» **Given task A**
Report every line in the listing below that contains the word "concrete".

## Begin Excerpt to read

In simple words: Electric potential is like "electrical pressure." One Volt is the amount of effort needed to push a standard amount of electricity from far away to a specific spot.

📝 Teacher's Note: Explain "Infinity" as a place so far away that the electric field of the target point has zero effect. This helps students grasp the absolute nature of potential.

🎯 Exam Tip: The definition of 1 Volt must include "1 Joule of work" and "1 Coulomb of charge" to be technically correct.

Question 3. (a) What do you understand by the term quantity of electric charge?
(b) State SI unit of electric charge and define it.
(c) How many electrons constitute one unit electric charge in SI system?

Answer:
(a) Quantity of electric charge : The number of charge (electrons) which drift from lower to higher potential is called quantity of charge.
(b) SI unit of electric charge is coulomb (C).
One coulomb : The quantity of electric charge which will deposit 0.00118 g of silver on the cathode, when passed through silver nitrate is called one coulomb.
(c) \( 6.25 \times 10^{18} \) electrons constitute one unit (1 C) electric charge in SI system.

In simple words: Charge is just a collection of many tiny electrons. One Coulomb is like a huge bucket that holds over 6 quintillion electrons.

## End Excerpt to read
## Begin Items

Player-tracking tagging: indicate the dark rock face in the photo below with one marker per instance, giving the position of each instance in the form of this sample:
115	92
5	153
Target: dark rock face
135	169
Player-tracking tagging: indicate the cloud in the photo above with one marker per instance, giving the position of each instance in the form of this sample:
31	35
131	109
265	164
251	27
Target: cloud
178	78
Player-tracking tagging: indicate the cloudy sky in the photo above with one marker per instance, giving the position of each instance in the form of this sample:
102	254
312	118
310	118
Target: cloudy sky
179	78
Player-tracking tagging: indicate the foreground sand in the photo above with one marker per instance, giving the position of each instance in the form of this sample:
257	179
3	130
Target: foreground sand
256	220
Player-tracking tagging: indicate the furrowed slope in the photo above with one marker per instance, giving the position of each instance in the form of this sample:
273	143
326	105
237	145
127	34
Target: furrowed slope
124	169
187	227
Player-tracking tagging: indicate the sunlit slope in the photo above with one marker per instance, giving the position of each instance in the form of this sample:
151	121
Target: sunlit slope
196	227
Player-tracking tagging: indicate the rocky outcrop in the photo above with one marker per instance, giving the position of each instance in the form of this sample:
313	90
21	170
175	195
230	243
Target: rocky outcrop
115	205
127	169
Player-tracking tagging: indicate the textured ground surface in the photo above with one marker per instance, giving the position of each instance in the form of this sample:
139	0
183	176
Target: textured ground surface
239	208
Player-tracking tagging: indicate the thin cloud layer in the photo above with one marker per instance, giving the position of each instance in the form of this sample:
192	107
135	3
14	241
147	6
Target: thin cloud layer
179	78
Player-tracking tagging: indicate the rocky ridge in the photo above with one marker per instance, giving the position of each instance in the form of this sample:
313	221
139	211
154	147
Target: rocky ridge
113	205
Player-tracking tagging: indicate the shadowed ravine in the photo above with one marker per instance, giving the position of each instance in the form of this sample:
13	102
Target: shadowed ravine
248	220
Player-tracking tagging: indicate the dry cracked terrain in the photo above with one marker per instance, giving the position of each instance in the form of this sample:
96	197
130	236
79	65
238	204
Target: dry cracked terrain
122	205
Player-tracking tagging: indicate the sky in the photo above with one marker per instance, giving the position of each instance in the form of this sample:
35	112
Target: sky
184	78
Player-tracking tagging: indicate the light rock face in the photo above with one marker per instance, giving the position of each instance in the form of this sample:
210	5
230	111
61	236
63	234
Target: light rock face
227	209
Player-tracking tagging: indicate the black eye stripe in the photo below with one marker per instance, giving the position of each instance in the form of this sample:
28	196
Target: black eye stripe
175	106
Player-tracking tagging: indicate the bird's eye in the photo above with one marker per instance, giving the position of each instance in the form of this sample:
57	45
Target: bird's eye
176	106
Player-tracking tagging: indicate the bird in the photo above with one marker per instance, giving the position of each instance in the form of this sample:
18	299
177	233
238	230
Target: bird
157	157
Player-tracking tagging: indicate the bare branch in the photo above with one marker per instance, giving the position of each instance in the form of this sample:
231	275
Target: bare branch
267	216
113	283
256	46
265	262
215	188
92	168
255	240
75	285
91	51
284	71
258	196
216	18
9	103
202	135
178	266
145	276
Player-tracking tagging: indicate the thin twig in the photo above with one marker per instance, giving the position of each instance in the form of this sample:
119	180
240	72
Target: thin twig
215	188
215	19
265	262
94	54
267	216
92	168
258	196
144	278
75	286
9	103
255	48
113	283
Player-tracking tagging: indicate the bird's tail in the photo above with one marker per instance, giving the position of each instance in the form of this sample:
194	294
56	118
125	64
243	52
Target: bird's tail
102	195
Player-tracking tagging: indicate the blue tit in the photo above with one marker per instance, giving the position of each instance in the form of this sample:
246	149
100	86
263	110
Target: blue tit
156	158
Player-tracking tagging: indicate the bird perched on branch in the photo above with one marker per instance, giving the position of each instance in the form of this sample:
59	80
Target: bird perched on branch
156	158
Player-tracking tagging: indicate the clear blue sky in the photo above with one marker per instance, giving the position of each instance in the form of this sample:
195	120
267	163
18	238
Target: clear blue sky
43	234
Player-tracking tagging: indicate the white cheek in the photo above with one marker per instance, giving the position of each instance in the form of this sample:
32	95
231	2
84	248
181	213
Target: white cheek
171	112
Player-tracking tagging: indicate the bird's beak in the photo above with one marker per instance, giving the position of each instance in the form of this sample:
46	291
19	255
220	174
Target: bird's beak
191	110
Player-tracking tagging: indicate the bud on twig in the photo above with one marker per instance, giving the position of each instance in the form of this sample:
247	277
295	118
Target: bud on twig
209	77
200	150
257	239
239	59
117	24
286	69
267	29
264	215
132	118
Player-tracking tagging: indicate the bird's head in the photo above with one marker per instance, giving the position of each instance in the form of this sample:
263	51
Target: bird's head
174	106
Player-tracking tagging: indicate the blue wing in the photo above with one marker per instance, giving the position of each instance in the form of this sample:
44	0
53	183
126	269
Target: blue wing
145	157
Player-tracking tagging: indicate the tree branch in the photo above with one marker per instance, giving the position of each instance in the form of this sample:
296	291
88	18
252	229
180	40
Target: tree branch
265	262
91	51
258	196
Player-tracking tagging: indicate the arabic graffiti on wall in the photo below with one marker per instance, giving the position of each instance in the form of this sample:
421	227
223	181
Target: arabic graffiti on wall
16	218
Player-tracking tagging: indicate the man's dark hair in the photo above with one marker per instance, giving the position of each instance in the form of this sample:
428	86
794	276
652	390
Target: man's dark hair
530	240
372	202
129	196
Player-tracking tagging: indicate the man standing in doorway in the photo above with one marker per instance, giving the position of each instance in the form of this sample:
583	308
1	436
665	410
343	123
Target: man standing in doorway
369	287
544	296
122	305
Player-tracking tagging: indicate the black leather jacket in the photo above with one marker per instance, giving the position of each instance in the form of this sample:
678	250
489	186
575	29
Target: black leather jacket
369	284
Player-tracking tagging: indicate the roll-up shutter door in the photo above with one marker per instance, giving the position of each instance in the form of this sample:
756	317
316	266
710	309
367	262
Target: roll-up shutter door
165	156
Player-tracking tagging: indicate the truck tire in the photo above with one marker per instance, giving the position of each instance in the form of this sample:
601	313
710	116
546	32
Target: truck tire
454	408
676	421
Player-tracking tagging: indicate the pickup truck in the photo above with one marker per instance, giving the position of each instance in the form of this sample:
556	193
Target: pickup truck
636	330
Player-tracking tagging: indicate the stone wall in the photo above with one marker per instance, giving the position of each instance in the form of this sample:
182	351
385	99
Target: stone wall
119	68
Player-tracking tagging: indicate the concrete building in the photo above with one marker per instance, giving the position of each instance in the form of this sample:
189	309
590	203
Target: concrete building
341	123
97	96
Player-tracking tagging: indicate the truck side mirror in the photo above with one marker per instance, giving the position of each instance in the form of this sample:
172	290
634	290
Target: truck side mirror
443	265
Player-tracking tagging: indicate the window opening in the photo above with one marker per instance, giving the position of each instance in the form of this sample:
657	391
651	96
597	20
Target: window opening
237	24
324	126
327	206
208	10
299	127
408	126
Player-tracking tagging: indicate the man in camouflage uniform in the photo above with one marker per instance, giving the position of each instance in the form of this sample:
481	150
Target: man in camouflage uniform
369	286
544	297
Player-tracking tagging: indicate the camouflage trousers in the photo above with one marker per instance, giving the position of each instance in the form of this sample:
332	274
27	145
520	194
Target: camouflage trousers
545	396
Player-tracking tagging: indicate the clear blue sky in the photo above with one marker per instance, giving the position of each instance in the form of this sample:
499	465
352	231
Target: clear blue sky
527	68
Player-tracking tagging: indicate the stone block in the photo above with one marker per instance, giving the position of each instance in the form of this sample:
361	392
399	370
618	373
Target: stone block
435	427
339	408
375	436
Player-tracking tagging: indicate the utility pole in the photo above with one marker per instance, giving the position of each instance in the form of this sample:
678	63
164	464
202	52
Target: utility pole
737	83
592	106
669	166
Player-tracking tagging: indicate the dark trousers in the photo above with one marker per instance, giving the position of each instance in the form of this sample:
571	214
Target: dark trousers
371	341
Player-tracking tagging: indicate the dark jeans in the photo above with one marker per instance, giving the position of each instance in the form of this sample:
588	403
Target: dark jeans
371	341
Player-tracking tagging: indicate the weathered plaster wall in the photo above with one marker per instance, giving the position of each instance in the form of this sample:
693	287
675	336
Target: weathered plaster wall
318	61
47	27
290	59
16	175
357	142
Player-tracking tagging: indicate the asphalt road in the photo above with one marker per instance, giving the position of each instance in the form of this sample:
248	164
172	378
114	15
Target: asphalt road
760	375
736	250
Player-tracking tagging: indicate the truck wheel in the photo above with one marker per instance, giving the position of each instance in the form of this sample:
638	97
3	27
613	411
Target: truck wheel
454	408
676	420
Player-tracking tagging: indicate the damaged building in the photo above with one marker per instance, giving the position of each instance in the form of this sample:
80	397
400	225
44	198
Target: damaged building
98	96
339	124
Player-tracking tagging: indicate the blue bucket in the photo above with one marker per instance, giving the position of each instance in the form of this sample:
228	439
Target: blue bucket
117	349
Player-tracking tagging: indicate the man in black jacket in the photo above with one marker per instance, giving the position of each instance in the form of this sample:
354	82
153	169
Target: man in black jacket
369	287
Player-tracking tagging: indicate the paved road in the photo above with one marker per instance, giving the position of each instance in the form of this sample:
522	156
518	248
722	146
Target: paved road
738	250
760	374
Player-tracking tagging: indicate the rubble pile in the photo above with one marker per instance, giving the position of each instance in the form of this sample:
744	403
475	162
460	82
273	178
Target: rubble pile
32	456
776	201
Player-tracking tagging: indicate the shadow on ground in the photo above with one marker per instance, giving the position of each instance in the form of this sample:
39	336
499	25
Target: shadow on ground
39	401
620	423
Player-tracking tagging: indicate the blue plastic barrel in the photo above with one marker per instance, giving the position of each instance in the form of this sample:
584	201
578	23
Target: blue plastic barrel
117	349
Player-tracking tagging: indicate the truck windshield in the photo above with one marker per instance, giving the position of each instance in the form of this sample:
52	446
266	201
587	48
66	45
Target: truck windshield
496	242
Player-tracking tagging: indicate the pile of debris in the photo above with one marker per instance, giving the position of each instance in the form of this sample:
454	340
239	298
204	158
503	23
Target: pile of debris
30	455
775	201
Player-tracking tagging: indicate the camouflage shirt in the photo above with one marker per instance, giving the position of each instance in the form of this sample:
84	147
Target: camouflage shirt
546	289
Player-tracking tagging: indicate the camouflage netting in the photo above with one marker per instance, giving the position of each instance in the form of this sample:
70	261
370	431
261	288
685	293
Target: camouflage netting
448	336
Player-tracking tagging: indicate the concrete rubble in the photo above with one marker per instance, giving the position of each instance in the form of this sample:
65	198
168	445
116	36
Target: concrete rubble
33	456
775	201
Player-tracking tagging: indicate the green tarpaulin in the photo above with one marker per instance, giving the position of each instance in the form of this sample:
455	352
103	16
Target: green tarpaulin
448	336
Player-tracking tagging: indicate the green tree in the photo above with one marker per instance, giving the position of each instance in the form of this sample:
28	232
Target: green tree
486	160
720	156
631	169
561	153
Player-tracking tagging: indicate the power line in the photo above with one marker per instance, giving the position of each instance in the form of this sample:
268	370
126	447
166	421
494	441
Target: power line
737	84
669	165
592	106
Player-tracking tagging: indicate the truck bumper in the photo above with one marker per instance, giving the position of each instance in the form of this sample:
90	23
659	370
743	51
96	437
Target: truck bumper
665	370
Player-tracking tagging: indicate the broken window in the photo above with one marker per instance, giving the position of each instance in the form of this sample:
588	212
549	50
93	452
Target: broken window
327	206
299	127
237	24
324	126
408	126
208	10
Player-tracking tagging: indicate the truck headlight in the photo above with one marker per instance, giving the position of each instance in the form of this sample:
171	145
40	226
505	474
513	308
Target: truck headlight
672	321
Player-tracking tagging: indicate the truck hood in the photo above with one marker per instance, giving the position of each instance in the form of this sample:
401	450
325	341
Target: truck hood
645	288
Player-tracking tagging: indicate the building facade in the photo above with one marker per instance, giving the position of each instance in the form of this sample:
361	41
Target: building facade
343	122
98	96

## End Items

» **Given task B**
Answer these questions from the passage on electric charge and potential:
(i) According to the exam tip, what two things must the definition of 1 Volt include?
(ii) What is the SI unit of electric charge?
(iii) How many electrons make up one unit (1 C) of electric charge in the SI system?

» **Final result A**
Player-tracking tagging: indicate the concrete building in the photo above with one marker per instance, giving the position of each instance in the form of this sample:
Target: concrete building
Player-tracking tagging: indicate the concrete rubble in the photo above with one marker per instance, giving the position of each instance in the form of this sample:
Target: concrete rubble

» **Final result B**
(i) "1 Joule of work" and "1 Coulomb of charge"
(ii) The coulomb (C)
(iii) \( 6.25 \times 10^{18} \) electrons